— START OF Records supplied —

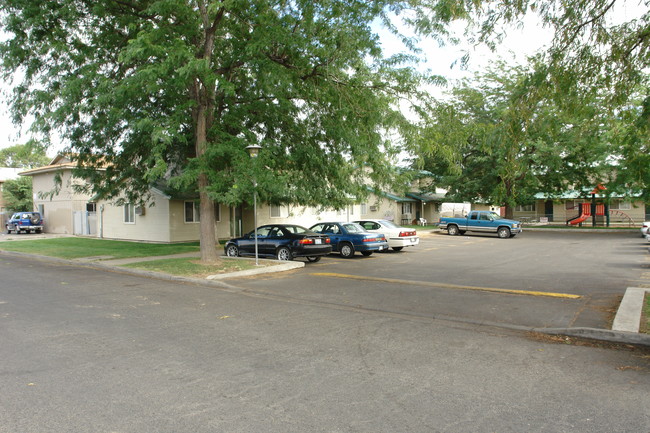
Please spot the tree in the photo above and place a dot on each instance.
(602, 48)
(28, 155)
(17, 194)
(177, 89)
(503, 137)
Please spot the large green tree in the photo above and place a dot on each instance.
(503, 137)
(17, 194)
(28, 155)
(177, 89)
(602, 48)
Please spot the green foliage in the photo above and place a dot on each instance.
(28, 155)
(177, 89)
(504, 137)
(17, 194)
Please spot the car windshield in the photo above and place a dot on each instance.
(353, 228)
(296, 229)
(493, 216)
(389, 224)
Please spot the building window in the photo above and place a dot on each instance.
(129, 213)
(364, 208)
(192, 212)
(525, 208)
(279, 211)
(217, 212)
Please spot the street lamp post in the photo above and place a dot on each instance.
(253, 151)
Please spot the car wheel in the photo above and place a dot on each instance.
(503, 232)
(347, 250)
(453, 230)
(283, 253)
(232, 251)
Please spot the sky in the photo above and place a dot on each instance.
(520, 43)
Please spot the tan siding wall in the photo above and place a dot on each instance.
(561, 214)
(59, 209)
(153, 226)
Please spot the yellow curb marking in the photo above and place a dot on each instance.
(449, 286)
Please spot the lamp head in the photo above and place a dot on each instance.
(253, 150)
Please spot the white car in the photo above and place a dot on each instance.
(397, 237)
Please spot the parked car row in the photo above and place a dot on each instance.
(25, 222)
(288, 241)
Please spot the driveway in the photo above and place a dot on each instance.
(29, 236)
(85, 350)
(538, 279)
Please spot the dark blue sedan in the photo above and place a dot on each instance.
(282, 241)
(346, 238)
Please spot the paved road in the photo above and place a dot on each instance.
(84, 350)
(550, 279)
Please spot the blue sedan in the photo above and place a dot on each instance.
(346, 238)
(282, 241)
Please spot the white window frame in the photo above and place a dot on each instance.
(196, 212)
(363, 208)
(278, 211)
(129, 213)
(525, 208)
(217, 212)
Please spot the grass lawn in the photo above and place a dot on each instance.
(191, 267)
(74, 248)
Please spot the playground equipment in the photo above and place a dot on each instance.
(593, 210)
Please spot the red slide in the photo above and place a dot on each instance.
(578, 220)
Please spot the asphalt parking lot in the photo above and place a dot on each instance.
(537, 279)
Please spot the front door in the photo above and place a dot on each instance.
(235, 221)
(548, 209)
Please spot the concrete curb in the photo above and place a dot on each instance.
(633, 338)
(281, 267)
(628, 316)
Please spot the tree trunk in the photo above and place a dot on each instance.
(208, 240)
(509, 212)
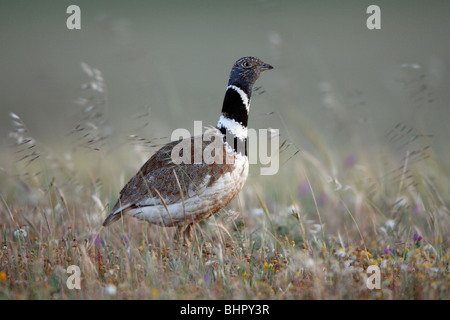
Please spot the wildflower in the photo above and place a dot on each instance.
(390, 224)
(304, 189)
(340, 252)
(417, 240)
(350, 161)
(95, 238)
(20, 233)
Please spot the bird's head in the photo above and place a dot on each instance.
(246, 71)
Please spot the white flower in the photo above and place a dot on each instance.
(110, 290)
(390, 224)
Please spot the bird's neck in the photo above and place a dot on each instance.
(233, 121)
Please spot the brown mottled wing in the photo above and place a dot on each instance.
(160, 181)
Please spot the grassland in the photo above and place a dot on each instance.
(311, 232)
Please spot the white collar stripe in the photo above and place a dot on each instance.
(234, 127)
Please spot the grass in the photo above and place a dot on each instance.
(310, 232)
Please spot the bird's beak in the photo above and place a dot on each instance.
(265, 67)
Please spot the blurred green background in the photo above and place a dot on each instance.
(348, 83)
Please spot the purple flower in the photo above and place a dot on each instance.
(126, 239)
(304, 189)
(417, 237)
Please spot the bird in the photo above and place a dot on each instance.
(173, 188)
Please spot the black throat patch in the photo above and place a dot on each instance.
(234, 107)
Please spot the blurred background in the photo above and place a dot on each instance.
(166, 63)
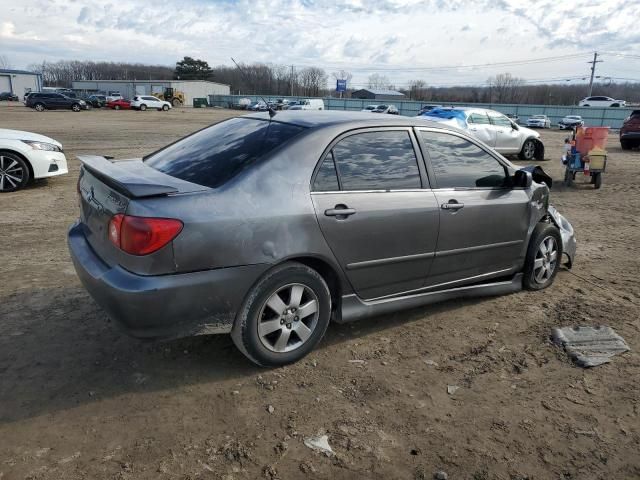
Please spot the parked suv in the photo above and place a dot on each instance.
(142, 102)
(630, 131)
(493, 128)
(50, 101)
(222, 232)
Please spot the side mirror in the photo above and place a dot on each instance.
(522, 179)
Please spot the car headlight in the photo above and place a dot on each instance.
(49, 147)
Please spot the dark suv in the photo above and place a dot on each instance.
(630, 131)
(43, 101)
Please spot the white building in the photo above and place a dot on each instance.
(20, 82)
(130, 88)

— END OF Records supplied —

Task goal: Where the line containing "Please spot the bird's beak" appears above, start there and set down each line exactly through the last line of the data; leave out every picture.

Answer below:
Please spot the bird's beak in the photo above and place a dot on each instance.
(265, 67)
Please spot the blurred green background in the photo above and place a dot on each instance.
(348, 83)
Please spot the purple flower in the photo above and place a dot on each instance.
(126, 239)
(304, 189)
(417, 237)
Please spot the bird in the photo above and place a dot on each instance.
(173, 188)
Please spot the black throat patch in the photo above and place a dot on each instance.
(234, 107)
Please spot the blurred background in the photo above and place a dot on each instance.
(166, 63)
Please spot the parked suv in the photo above and place a dot on each instance.
(142, 102)
(630, 131)
(493, 128)
(50, 101)
(222, 232)
Please spot the side mirror in the photo above and place a dot on each instance.
(522, 179)
Please spot the car headlight in the photo above and place a dot on each instance.
(49, 147)
Please spot the dark suv in the photo above and place a dot on each instance.
(630, 131)
(43, 101)
Please spot the white building in the photo above and place a dot on each instance.
(20, 82)
(130, 88)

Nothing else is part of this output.